Written request » Only the pictures are omitted; repeat all other data exactly.
- - - - - - -
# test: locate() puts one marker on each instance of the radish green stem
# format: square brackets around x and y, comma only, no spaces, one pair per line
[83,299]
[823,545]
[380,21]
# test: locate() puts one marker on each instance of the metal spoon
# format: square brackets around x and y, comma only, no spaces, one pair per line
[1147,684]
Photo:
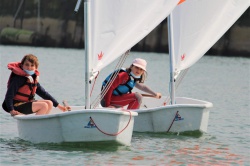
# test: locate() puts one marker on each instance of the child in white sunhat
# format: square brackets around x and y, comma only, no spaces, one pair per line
[120,92]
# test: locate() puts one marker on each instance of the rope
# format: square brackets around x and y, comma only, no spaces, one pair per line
[115,134]
[178,81]
[172,121]
[94,84]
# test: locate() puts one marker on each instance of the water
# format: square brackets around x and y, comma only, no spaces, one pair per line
- - - - - - -
The answer »
# test: locate() puts one marker on each instance of the radish green stem
# format: square brackets around x and y, comma only, no spaces, one pair per line
[83,299]
[823,545]
[380,21]
# test: locate() puts one marker on each instance of the metal spoon
# format: square brackets around x and y, comma only, no spaces, one pair per line
[1147,684]
Photo:
# test: locate() puts one marker on each instance of the child in white sunhat
# format: square brackets around x and y, comma only, no spaces, one pair per line
[120,92]
# test: locate() puts one marker on each instance of the rope
# format: square brackets around x and y, comma only, no spaces, one pair per line
[115,134]
[178,81]
[172,121]
[94,84]
# test: locate() puts one marker on each instance of the water
# format: square brackets around x and y, comma only, no spaces, one pair per line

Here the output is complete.